→ Things to do
(1) In the excerpt on vector addition, what is tid initialized with in the gpuAdd kernel function?
(2) Put the rows into a Markdown table with the columns Number and Row line. Start with the first row, go on through the line that contains "x=388 y=286", and leave out blank lines.

___ Excerpt to read ___

To understand vector operation on the GPU, we will start by writing a vector addition program on the CPU and then modify it to utilize the parallel structure of GPU. We will take two arrays of some numbers and store the answer of element-wise addition in the third array. The vector addition function on CPU is shown here:

#include "stdio.h"
#include <iostream>

// Defining Number of elements in Array
#define N 5

// Defining vector addition function for CPU
void cpuAdd(int *h_a, int *h_b, int *h_c)
{
    int tid = 0;
    while (tid < N) {
        h_c[tid] = h_a[tid] + h_b[tid];
        tid += 1;
    }
}

The cpuAdd should be very simple to understand. One thing you might find difficult to understand is the use of tid. If you have a multicore CPU, then you can initialize tid equal to 0 and 1 for each of them and then add 2 to it in the loop so that one CPU will perform a sum on even elements and one CPU will perform addition on odd elements. The main function of the code is shown here:

int main(void)
{
    int h_a[N], h_b[N], h_c[N];
    // Initializing two arrays for addition
    for (int i = 0; i < N; i++) {
        h_a[i] = 2 * i*i;
        h_b[i] = i;
    }
    // Calling CPU function for vector addition
    cpuAdd (h_a, h_b, h_c);
    // Printing Answer
    printf("Vector addition on CPU\n");
    for (int i = 0; i < N; i++) {
        printf("The sum of %d element is %d + %d = %d\n", i, h_a[i], h_b[i],             h_c[i]);
    }
    return 0;
}

There are two functions in the program: main and cpuAdd. In the main function, we start by defining two arrays to hold inputs and initialize it to some random numbers. Then, we pass these two arrays as input to the cpuAdd function. The cpuAdd function stores the answer in the third array. Then, we print this answer on the console, which is shown here:


This explanation for using the tid in cpuadd function may give you an idea of how to write the same function for the GPU execution, which can have many cores in parallel. If we initialize this add function with the ID of that core, then we can do the addition of all the elements in parallel. So, the modified kernel function for addition on the GPU is shown here:

#include "stdio.h"
#include <iostream>
#include <cuda.h>
#include <cuda_runtime.h>

// Defining number of elements in Array
#define N 5

// Defining Kernel function for vector addition
__global__ void gpuAdd(int *d_a, int *d_b, int *d_c)
{
    // Getting block index of current kernel
    int tid = blockIdx.x; // handle the data at this index
    if (tid < N)
        d_c[tid] = d_a[tid] + d_b[tid];
}

In the gpuAdd kernel function, tid is initialized with the block ID of the current block in which the kernel is executing. All kernels will add an array element indexed by this block ID. If the number of blocks is equal to the number of elements in an array, then all the addition operations will be done in parallel. How this kernel is called from the main function is explained next. The code for the main function is as follows:

int main(void)

___ Working data ___

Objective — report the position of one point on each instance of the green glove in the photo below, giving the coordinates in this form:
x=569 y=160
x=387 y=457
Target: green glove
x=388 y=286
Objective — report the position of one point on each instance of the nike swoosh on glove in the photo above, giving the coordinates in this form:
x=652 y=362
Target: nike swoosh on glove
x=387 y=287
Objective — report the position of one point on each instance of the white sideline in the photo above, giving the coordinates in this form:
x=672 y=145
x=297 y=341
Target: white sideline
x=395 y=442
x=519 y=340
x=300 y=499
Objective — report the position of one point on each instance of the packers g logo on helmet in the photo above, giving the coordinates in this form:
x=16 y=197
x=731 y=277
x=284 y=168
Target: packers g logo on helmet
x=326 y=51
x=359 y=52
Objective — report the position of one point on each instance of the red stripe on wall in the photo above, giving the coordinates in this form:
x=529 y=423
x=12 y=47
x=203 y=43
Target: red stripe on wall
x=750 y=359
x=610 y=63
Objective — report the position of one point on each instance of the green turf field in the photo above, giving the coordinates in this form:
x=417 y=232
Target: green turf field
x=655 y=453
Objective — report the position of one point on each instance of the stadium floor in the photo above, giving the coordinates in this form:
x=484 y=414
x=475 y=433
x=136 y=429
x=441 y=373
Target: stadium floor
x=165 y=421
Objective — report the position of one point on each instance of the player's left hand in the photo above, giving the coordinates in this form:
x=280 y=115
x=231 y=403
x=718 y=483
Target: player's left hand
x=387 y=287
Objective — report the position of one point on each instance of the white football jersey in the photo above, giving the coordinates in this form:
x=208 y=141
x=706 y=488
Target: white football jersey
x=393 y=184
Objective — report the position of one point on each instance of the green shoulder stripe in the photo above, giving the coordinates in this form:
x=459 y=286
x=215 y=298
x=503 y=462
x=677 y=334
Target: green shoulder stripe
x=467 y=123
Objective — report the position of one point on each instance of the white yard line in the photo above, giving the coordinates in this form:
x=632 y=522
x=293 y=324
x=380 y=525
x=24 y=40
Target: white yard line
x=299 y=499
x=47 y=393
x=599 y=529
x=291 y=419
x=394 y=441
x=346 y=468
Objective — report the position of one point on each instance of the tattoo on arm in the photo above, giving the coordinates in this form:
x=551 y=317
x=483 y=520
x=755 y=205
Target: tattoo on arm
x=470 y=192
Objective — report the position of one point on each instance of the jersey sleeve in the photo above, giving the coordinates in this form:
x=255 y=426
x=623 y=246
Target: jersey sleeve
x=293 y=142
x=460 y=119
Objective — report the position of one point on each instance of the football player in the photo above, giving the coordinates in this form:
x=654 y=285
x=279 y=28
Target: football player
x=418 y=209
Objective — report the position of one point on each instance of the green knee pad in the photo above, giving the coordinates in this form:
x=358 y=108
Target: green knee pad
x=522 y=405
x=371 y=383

___

→ Complete answers
(1) The block ID of the current block in which the kernel is executing.

(2)
| Number | Row line |
|---|---|
| 1 | Objective — report the position of one point on each instance of the green glove in the photo below, giving the coordinates in this form: |
| 2 | x=569 y=160 |
| 3 | x=387 y=457 |
| 4 | Target: green glove |
| 5 | x=388 y=286 |